→ **TASK PROMPT**:
Copy the rows below word for word, from the very first one through the line holding "[[166, 248], [76, 258]]", both included. Leave out the pictures.

Recorded data
──────────────────────────────

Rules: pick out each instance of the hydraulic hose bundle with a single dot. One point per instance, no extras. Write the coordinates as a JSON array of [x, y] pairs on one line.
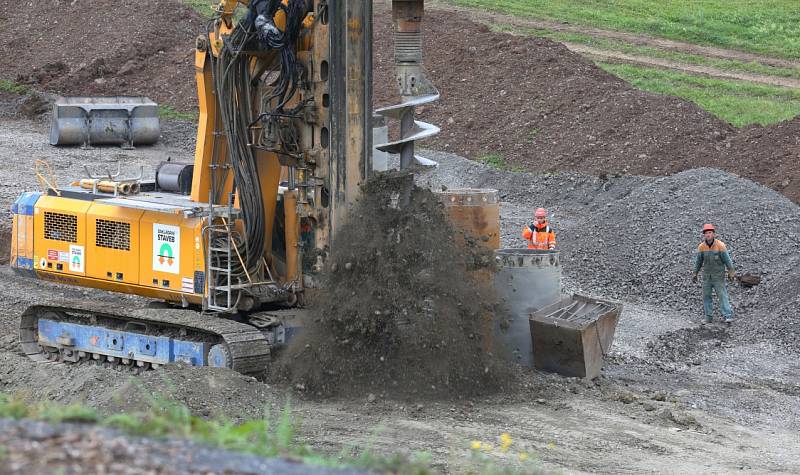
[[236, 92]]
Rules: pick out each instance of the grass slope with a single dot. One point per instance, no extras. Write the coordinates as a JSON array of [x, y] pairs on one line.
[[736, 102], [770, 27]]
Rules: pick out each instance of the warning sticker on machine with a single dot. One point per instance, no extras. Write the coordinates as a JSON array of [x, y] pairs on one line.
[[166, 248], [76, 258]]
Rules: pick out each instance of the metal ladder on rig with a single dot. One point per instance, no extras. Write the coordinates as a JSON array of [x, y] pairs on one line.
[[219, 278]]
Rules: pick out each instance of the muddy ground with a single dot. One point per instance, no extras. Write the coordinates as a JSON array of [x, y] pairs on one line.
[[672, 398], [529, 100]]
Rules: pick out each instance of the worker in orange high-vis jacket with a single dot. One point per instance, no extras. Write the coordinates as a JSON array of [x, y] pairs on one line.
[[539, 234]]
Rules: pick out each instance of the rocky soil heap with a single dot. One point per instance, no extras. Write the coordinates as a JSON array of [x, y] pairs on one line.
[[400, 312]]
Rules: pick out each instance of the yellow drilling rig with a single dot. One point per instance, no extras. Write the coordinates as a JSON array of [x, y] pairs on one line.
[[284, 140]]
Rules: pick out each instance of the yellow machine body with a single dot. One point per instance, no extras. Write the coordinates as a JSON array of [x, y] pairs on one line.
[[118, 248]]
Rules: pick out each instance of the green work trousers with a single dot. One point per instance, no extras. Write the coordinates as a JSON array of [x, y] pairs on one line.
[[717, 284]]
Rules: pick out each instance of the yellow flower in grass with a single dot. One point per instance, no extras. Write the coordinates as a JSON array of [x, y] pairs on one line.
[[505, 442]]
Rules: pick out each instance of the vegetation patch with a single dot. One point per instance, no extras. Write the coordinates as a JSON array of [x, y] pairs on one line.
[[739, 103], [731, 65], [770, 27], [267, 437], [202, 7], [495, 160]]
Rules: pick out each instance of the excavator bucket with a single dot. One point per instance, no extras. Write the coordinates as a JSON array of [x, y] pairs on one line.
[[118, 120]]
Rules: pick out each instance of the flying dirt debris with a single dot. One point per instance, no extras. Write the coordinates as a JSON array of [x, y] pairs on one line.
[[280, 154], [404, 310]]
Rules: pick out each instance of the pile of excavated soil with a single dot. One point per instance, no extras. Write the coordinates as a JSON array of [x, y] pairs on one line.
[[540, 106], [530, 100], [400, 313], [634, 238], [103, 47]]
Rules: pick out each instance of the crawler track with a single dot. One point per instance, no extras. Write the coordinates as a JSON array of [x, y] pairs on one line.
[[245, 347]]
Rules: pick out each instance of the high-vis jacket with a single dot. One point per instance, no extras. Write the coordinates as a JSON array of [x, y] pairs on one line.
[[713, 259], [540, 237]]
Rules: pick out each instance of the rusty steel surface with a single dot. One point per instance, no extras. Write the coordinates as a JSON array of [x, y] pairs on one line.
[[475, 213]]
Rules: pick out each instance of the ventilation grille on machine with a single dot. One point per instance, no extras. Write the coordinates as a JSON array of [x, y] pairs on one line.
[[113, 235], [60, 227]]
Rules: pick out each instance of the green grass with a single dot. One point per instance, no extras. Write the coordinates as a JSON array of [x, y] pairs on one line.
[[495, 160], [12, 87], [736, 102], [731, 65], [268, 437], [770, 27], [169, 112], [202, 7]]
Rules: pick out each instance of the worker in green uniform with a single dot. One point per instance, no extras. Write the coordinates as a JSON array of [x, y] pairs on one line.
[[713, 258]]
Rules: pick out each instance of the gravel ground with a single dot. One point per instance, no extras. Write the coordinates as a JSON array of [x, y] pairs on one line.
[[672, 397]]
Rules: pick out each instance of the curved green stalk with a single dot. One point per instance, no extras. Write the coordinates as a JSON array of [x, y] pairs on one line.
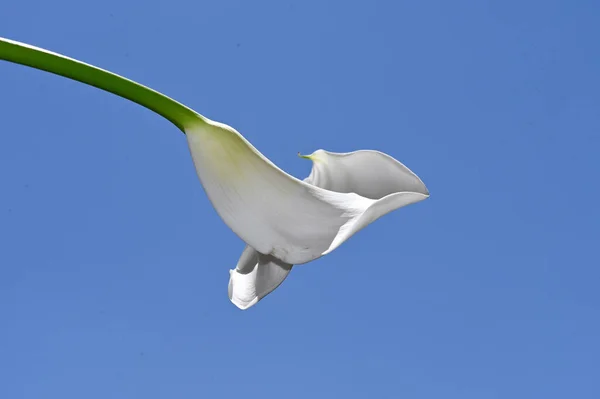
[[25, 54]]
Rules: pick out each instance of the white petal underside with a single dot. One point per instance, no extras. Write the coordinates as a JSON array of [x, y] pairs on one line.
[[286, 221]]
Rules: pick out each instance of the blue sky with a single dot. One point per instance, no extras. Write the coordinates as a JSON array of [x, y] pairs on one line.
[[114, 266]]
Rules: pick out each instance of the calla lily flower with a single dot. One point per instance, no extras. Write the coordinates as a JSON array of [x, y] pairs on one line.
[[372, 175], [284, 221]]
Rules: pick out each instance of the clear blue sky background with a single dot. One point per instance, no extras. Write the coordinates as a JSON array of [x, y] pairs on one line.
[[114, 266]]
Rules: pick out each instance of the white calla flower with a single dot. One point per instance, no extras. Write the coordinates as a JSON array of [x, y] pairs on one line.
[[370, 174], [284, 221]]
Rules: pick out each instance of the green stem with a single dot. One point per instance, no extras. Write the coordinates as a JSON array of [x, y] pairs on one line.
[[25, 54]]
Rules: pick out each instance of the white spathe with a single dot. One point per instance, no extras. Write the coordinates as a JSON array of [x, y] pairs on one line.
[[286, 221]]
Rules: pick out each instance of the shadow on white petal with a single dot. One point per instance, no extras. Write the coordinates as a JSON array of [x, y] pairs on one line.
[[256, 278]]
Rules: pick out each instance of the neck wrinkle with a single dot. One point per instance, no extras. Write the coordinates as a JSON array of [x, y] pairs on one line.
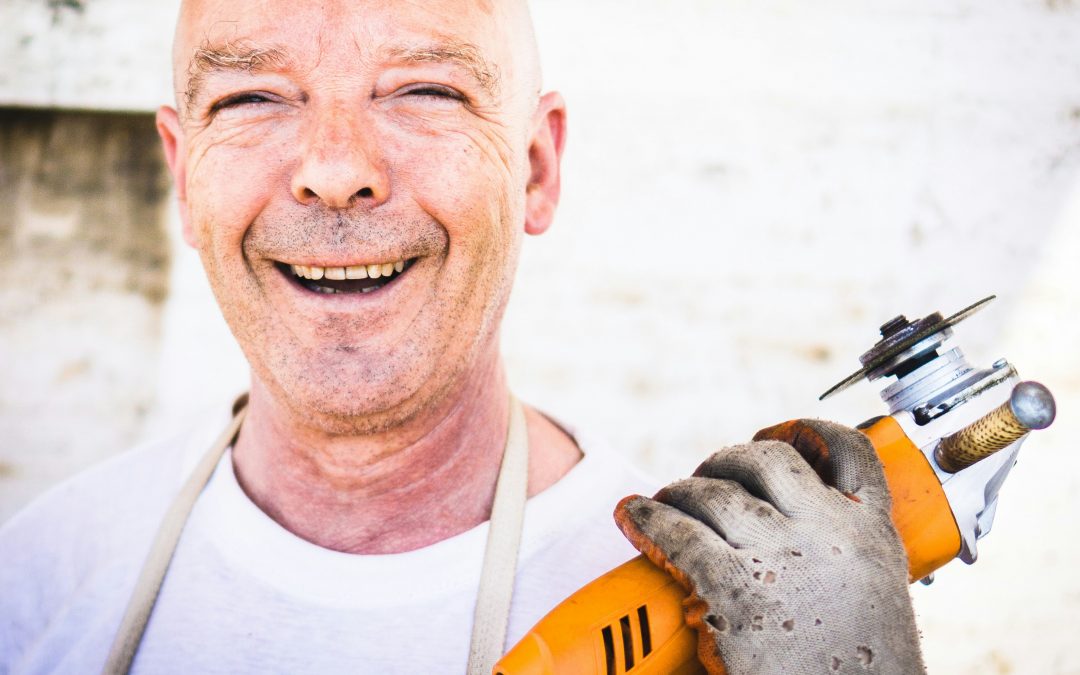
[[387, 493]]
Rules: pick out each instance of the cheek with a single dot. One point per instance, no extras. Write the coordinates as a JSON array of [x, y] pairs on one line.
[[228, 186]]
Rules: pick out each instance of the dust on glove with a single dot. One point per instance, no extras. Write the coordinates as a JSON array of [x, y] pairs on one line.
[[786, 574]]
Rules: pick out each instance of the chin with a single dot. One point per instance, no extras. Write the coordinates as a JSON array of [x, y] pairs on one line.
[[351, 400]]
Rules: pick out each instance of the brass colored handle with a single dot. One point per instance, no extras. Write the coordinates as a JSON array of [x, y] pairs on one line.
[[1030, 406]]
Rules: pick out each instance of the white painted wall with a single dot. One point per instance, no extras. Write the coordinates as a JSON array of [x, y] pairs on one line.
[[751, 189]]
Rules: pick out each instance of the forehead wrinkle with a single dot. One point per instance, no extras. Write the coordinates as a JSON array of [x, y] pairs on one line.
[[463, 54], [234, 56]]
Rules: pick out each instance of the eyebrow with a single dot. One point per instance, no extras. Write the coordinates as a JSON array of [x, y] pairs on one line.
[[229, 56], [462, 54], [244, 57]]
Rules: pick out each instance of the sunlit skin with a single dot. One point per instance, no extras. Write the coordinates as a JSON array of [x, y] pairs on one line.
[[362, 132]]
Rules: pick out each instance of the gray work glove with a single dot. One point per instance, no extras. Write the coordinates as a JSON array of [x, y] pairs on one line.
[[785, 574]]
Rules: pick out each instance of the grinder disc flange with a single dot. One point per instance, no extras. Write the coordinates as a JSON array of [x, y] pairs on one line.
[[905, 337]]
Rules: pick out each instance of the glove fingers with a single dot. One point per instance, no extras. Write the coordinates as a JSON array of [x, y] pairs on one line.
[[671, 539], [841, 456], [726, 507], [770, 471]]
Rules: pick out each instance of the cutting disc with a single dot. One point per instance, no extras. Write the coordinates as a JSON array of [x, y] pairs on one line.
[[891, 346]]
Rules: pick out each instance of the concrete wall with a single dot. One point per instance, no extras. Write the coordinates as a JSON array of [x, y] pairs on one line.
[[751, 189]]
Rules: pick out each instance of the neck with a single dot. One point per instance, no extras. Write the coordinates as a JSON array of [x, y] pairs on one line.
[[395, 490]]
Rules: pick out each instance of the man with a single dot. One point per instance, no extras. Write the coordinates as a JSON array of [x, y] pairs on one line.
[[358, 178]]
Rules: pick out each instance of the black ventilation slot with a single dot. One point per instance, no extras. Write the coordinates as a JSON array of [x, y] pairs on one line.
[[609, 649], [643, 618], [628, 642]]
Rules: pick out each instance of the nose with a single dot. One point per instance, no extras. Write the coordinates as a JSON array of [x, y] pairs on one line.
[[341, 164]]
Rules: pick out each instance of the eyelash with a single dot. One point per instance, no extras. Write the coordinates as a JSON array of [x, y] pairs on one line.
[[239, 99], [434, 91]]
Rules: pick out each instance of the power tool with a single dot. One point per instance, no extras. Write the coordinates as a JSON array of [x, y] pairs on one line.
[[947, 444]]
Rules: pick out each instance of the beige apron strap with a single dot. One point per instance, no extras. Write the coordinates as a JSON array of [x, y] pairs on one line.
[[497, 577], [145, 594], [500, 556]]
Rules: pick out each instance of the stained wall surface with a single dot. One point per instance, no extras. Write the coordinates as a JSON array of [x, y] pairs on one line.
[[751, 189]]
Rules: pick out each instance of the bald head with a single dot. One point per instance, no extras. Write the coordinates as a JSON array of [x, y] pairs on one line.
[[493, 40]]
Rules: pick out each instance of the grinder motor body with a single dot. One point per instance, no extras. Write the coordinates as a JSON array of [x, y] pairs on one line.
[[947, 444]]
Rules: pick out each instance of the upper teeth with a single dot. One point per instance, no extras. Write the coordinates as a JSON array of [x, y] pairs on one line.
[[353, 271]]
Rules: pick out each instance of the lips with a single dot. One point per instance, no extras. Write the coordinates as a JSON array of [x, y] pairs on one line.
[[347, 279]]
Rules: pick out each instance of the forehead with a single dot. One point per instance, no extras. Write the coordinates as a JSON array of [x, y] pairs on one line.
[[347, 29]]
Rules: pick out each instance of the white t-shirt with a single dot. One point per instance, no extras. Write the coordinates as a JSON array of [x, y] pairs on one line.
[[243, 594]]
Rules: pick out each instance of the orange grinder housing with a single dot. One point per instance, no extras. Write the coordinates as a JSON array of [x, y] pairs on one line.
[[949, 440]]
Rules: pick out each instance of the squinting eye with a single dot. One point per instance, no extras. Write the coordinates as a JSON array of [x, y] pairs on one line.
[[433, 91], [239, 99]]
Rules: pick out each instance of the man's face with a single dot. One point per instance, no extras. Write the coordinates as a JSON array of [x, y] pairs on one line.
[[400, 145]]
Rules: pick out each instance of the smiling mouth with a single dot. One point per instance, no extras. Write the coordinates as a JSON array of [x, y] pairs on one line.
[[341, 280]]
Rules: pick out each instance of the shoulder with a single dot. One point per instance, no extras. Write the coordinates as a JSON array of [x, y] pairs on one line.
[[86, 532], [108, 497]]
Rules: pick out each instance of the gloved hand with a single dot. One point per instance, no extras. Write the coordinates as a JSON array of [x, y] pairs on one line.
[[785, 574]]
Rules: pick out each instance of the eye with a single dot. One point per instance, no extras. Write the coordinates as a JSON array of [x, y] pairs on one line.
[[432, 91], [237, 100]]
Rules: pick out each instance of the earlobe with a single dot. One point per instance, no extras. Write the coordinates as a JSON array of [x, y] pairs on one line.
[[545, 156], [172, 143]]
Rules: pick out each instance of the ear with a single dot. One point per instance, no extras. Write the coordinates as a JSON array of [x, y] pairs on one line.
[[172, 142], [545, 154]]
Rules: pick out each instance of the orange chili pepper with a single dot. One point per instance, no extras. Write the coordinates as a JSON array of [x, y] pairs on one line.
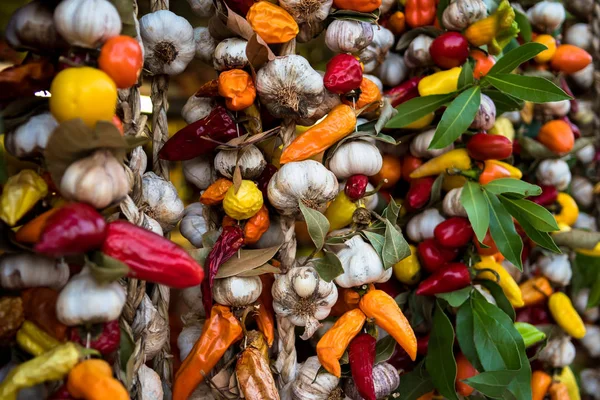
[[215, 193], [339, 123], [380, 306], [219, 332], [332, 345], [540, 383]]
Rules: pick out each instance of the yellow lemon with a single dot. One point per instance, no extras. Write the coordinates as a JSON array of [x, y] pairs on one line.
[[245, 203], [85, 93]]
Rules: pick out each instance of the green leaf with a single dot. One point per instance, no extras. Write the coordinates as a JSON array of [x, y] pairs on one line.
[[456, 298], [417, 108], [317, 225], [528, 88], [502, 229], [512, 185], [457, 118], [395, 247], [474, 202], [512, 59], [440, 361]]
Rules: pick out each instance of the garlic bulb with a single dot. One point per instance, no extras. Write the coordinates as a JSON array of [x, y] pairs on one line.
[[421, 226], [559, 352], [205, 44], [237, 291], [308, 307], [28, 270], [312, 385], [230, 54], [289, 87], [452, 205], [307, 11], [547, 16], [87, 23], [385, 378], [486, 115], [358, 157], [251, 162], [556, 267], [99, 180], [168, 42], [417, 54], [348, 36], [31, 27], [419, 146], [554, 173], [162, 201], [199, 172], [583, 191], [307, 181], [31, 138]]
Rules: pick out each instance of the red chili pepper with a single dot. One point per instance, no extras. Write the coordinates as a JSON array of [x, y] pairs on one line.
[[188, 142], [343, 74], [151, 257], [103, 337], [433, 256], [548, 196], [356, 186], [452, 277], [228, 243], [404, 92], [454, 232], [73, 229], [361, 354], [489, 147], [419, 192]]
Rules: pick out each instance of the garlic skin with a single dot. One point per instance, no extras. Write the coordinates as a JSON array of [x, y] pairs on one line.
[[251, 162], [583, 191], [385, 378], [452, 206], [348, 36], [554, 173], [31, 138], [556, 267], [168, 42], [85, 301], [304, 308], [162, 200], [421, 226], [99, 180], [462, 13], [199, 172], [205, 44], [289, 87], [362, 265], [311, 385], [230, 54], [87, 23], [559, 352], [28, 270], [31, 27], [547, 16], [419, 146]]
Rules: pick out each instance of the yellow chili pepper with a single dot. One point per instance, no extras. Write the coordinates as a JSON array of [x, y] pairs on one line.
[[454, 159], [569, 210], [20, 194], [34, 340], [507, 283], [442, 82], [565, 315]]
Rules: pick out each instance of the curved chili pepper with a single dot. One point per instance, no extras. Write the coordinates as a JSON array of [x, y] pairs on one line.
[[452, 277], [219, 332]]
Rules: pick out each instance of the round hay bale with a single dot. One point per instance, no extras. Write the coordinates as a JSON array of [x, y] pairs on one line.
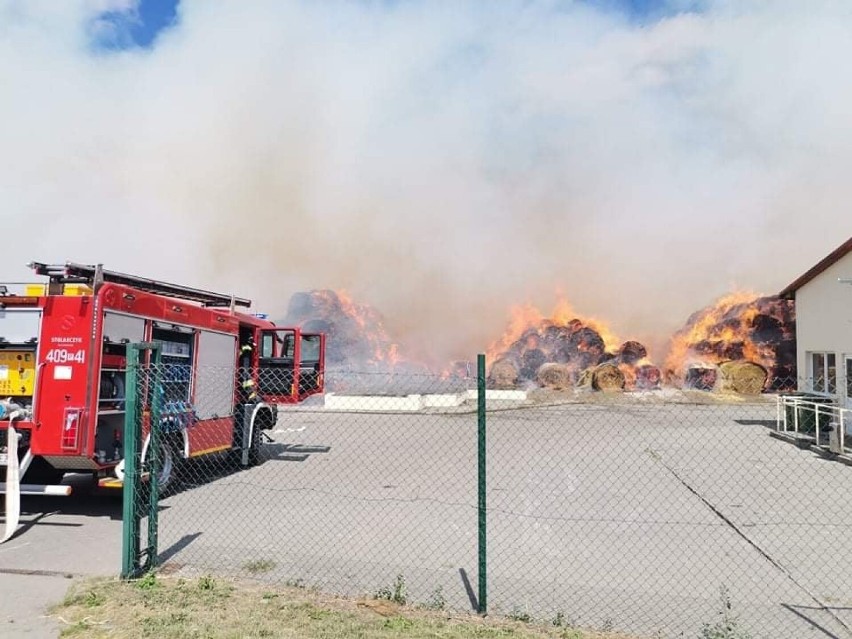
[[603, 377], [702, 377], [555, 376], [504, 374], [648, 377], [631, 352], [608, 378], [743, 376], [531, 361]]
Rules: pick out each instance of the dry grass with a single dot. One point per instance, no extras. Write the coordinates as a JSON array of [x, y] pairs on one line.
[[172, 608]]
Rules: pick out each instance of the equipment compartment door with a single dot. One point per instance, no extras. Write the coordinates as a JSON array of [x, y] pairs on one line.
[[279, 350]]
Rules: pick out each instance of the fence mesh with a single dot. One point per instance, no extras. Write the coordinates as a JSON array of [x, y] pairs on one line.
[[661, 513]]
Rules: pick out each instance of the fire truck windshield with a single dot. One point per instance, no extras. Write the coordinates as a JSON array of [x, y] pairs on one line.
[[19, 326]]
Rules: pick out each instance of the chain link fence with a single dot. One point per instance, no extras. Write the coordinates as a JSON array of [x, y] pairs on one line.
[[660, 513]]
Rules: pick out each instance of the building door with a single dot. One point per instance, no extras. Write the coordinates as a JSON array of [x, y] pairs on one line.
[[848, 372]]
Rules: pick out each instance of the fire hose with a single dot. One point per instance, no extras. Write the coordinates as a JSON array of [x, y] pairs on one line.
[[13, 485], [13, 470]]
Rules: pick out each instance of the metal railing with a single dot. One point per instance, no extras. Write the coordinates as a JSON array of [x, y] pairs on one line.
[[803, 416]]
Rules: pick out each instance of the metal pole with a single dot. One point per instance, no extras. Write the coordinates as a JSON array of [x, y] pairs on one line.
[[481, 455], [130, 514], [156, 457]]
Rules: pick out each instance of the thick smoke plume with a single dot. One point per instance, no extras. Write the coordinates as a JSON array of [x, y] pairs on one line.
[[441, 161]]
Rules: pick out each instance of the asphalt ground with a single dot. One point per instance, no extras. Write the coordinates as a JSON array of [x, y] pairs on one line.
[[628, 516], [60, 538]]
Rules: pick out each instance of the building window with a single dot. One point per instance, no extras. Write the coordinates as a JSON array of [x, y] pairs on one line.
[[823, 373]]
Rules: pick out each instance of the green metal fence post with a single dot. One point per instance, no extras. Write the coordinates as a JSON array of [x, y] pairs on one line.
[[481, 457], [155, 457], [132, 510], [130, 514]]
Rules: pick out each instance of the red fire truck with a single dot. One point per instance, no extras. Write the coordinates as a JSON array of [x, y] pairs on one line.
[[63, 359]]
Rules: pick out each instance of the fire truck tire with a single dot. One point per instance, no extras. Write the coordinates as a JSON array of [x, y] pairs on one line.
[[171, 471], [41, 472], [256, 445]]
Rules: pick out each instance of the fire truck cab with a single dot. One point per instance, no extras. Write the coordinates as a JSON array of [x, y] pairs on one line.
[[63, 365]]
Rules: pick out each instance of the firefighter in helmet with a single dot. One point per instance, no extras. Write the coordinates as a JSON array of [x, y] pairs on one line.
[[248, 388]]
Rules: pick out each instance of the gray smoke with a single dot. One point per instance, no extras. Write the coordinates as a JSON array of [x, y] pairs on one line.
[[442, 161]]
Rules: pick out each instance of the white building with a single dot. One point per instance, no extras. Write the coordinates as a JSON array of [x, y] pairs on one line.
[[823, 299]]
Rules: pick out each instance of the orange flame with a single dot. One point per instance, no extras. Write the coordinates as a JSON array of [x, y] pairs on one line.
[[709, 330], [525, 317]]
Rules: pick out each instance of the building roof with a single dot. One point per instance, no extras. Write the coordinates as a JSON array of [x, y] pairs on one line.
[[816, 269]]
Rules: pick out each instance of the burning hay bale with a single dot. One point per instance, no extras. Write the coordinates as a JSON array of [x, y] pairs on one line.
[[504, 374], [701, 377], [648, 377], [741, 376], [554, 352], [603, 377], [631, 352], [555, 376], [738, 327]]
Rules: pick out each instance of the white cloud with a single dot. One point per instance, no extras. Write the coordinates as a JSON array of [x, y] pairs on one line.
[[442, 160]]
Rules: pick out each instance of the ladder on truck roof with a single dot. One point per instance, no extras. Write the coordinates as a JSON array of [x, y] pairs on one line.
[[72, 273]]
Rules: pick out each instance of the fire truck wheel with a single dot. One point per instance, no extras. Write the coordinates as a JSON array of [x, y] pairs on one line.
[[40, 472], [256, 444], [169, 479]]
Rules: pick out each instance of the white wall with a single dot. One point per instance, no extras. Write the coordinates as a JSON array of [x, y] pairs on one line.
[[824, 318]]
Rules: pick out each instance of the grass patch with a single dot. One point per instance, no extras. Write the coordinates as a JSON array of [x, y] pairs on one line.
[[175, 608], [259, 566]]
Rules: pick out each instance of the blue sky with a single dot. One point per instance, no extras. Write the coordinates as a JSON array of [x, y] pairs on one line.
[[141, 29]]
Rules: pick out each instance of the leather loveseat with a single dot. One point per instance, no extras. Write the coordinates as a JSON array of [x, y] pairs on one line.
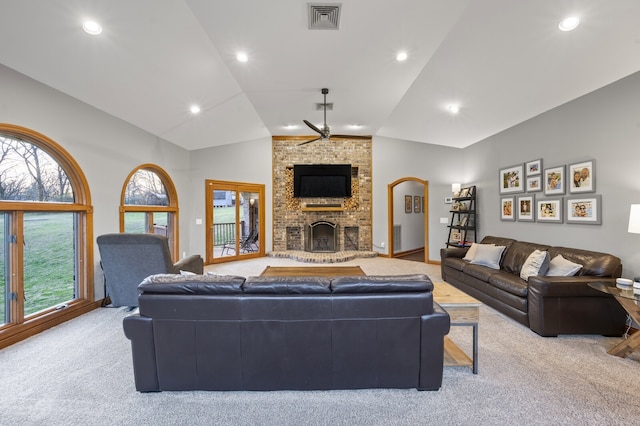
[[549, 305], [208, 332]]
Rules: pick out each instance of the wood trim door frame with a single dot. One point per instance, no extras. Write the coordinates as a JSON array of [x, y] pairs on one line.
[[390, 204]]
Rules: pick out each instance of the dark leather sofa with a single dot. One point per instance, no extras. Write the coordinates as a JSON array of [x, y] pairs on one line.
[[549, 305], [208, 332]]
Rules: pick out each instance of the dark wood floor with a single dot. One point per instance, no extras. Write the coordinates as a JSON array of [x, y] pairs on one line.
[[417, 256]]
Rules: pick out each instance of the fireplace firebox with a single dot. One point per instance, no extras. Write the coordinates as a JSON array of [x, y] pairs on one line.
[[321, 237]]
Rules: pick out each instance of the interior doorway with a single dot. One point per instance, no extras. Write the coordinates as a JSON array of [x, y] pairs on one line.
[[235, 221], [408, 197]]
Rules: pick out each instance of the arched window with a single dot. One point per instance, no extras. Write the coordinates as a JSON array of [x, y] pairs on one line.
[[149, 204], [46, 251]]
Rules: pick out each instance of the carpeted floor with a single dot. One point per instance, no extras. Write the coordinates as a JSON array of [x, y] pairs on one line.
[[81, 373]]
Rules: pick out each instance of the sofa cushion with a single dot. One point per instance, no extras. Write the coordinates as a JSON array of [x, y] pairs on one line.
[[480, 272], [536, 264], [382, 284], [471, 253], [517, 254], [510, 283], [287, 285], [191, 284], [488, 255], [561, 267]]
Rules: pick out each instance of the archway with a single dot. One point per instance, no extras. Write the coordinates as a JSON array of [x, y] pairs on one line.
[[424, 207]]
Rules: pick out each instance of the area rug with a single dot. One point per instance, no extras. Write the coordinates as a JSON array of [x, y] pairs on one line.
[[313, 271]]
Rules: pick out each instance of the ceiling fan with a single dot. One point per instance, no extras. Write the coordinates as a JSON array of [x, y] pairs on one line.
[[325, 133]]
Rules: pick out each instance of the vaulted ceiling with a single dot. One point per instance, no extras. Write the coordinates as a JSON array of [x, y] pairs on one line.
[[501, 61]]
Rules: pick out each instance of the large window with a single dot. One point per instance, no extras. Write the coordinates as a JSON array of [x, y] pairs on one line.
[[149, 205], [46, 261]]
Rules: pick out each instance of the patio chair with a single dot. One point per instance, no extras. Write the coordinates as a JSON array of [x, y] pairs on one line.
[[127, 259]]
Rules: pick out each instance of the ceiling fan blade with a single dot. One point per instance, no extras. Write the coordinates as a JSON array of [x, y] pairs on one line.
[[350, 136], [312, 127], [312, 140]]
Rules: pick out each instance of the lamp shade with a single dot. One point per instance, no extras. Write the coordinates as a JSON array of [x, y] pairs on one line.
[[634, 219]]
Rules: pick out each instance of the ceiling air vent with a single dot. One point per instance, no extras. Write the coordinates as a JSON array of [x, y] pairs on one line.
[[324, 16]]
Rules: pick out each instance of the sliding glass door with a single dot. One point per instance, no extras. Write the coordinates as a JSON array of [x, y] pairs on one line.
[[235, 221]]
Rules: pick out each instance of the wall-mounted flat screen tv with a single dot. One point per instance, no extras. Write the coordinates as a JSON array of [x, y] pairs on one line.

──────────────────────────────

→ **TASK ANSWER**:
Rules: pick out each instance of the hydraulic hose bundle with a single dot. One point per instance, no extras. Write the coordinates as a JSON array of [x, y] pairs on one line.
[[236, 92]]
Rules: pick out each instance of the grass slope with a single dot. One point per instance, no extras. Write the coordinates as a JSON array of [x, y] pairs on one line.
[[736, 102], [770, 27]]
Rules: pick out each instance of the warning sticker on machine with a single dot. One point per instance, no extras. Write the coordinates as a JSON array of [x, y] pairs on one line.
[[166, 248], [76, 258]]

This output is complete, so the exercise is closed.